++++ Текст страницы ++++

Автора, по-видимому, сильно раздражает статус канонической, которым обладает эта книга, несмотря на тесную связь
с обстоятельствами возникновения и вытекающей из них невозможностью претендовать на универсальность. С. Коллини выступает против соотнесения «бесполезных» предметов с элитным образованием, а «полезных» — с массовым и за демократизм высшего образования против ценностей старого доброго времени. Привлекательность книги вызвана высокохудожественным описанием того, что называют «либеральным образованием»; душе, воспитанной так, свойственны «свобода, справедливость, спокойствие, умеренность и мудрость». Скептический автор спрашивает: возможно ли это за три года студенчества? «Нам предлагается. нечто среднее между греческим полисом, аристократическим клубом, философским семинаром и изысканным салоном», — автор вновь проявляет незаурядное мастерство в выстраивании цепочек. Идеал, выстраиваемый таким образом — без внимания к познаниям студентов и приобретенным навыкам — оказывается увлекательным, но лишенным содержания (эта бессодержательность парадоксальным образом способствует универсальности). В данной системе координат противоположностью университетского знания будет не невежество как таковое, а знание, но одностороннее. Автор подчеркивает, что старая граница между «полезным» и «бесполезным» проходит не между предметами — любой из них в той или иной ситуации может попасть в любую рубрику, — а между способами преподавания и изучения. Практические цели устаревают, но формы исследования по крайней мере вливаются в новые, более широкие.

++++ Данные для проверки ++++

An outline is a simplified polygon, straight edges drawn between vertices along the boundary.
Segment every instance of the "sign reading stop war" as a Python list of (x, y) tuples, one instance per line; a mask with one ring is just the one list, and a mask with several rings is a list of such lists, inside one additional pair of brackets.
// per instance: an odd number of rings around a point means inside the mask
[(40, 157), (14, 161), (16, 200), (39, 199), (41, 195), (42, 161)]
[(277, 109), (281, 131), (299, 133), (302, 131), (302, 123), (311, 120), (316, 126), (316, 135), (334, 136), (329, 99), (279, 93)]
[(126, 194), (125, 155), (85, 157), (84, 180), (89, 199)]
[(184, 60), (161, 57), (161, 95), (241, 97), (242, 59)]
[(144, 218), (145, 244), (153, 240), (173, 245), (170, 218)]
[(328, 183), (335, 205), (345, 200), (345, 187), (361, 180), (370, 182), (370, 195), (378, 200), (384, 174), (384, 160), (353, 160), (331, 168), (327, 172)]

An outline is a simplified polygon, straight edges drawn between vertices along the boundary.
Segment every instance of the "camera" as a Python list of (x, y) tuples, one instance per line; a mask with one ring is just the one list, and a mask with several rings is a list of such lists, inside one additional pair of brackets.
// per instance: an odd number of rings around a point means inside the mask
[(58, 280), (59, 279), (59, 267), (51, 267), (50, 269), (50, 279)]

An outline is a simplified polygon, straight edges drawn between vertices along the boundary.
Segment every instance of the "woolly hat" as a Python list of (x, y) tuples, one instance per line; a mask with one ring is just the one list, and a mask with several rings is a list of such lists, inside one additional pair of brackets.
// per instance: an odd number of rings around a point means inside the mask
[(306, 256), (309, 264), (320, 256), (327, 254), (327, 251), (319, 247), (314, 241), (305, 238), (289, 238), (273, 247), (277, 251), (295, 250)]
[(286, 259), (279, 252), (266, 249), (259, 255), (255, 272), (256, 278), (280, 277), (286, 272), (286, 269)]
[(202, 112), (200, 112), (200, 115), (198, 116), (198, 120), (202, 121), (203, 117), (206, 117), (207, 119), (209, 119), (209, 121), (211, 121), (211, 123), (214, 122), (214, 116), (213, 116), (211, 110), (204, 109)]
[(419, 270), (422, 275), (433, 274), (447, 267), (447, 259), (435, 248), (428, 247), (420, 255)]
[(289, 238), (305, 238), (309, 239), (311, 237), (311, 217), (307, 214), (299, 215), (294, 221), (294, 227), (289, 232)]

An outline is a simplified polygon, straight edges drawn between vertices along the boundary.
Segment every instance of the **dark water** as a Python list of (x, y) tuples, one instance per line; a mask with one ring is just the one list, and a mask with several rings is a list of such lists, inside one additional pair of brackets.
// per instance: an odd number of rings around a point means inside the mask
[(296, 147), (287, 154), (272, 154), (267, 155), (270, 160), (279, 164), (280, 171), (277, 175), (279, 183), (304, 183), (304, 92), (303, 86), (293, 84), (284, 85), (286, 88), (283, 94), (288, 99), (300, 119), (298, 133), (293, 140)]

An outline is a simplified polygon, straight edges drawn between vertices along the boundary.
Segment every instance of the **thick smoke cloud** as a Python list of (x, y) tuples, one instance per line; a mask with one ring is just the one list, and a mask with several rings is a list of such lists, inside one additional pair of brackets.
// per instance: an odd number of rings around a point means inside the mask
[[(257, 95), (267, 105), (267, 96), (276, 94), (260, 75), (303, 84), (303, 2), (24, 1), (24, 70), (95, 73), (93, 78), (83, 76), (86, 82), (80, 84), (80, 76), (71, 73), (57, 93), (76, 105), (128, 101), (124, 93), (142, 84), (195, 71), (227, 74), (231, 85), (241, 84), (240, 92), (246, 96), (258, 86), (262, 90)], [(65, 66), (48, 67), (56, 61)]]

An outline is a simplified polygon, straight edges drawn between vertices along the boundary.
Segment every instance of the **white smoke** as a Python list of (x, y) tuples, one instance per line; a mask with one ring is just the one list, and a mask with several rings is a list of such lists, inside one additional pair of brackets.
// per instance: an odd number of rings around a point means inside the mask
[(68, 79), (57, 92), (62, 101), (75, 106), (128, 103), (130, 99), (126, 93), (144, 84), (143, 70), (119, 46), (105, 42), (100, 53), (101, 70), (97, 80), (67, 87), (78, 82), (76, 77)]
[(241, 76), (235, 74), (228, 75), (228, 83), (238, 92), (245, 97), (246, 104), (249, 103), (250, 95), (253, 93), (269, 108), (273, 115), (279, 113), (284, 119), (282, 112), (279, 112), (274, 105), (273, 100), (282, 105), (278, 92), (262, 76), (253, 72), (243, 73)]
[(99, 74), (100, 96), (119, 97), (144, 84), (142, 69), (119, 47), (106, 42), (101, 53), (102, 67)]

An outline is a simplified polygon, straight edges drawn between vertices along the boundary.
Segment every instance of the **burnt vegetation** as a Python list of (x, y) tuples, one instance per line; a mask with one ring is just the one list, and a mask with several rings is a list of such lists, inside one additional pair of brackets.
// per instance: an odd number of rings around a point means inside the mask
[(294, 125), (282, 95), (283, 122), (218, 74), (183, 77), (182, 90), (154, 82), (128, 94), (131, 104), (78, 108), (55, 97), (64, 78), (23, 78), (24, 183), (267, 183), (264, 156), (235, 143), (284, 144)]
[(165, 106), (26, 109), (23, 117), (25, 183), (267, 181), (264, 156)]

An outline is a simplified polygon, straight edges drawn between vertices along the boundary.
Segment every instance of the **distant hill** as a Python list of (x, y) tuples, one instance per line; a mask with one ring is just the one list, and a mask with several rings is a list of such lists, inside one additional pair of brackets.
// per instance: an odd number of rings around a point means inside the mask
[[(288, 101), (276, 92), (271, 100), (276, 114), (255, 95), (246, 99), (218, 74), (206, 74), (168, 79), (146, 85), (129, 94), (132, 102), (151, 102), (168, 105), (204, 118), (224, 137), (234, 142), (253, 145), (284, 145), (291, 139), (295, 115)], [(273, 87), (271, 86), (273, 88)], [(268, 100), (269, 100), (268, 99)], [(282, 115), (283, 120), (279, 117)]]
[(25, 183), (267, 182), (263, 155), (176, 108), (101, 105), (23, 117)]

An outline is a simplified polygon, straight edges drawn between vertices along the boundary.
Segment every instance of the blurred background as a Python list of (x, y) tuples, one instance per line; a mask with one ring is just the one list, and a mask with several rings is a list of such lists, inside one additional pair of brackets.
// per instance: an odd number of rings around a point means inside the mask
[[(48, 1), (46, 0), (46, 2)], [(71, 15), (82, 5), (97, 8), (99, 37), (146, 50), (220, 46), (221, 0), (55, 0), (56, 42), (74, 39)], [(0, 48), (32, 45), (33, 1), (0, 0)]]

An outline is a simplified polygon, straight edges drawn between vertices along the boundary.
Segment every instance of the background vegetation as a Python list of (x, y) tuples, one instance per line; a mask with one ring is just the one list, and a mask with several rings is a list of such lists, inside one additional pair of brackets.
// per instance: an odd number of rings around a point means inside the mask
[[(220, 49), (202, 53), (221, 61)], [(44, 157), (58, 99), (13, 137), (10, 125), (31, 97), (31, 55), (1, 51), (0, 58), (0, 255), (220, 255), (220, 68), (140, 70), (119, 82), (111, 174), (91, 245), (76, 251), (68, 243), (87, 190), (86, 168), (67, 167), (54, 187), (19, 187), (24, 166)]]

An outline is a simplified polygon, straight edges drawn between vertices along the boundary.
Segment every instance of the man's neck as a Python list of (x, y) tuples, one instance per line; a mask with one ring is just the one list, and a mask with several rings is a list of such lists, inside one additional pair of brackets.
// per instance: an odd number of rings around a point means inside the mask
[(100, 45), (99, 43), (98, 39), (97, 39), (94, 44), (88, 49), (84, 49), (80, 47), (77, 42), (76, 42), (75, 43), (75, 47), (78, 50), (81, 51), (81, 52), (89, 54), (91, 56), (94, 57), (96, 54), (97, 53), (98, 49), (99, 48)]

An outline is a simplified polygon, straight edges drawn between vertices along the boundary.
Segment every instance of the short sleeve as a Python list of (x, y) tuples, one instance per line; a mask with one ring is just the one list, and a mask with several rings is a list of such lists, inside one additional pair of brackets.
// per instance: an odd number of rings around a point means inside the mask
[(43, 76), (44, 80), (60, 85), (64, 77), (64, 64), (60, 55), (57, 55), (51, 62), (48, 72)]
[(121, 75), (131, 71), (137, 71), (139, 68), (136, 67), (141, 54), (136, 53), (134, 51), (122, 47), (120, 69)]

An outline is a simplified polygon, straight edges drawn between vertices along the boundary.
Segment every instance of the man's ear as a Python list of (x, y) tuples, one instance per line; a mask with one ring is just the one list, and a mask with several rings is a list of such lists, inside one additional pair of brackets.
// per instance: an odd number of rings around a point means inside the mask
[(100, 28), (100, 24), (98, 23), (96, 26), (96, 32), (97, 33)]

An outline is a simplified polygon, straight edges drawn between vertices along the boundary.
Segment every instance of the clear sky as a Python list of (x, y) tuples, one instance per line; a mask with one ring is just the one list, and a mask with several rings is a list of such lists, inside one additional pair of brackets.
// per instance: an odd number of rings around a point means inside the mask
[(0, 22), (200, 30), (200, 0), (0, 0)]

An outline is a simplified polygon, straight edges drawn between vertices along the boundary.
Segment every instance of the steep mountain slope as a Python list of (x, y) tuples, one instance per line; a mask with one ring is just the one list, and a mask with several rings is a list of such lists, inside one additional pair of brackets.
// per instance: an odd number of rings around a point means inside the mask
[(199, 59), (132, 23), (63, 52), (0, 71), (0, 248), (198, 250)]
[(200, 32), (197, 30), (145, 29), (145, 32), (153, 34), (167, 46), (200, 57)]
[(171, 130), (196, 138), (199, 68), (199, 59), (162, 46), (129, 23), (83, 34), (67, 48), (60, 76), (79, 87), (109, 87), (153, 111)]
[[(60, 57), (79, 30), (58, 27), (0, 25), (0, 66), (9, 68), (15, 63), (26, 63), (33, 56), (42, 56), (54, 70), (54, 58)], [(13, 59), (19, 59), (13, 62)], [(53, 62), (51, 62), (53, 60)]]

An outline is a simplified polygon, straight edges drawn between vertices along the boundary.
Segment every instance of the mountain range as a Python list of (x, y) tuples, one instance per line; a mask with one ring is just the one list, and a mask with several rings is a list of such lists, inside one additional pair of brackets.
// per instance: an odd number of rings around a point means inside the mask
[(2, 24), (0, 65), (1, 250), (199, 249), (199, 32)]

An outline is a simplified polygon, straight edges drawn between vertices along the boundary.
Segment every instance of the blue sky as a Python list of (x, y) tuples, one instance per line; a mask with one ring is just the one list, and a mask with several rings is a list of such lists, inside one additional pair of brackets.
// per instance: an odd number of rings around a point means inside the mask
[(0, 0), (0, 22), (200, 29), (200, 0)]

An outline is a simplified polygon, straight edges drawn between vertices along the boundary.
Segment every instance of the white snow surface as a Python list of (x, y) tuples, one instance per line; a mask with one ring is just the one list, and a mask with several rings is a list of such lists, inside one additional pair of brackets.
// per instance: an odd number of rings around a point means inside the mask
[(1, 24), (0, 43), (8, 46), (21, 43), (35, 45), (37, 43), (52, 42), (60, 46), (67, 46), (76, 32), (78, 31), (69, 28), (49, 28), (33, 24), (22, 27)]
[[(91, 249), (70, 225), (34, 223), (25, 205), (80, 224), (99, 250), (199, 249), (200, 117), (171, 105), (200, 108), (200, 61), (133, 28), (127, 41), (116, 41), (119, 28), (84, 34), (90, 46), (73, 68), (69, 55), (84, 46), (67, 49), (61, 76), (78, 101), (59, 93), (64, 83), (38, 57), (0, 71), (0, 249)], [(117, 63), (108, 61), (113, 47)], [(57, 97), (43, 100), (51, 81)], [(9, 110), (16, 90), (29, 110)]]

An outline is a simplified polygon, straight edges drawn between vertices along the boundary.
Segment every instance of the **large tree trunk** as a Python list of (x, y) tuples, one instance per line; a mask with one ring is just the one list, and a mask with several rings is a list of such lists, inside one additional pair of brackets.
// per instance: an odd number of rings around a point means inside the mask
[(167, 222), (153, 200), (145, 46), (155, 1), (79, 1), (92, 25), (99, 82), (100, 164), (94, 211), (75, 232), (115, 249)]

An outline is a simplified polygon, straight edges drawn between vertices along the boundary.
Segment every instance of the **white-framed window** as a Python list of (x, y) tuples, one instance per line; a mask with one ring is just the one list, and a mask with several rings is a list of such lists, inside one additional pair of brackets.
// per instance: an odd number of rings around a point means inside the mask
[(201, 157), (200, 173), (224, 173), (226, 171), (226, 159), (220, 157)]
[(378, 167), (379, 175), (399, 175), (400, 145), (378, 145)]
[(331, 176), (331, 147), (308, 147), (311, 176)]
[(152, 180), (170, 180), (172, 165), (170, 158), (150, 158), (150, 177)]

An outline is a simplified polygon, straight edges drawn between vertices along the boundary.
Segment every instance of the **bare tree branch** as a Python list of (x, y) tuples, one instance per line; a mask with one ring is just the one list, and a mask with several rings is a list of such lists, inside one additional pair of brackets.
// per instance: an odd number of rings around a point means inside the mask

++++

Описание задания: Где, согласно тексту страницы, проходит старая граница между «полезным» и «бесполезным»? Опирайтесь только на текст страницы.

Ответ на задание: Между способами преподавания и изучения, а не между предметами.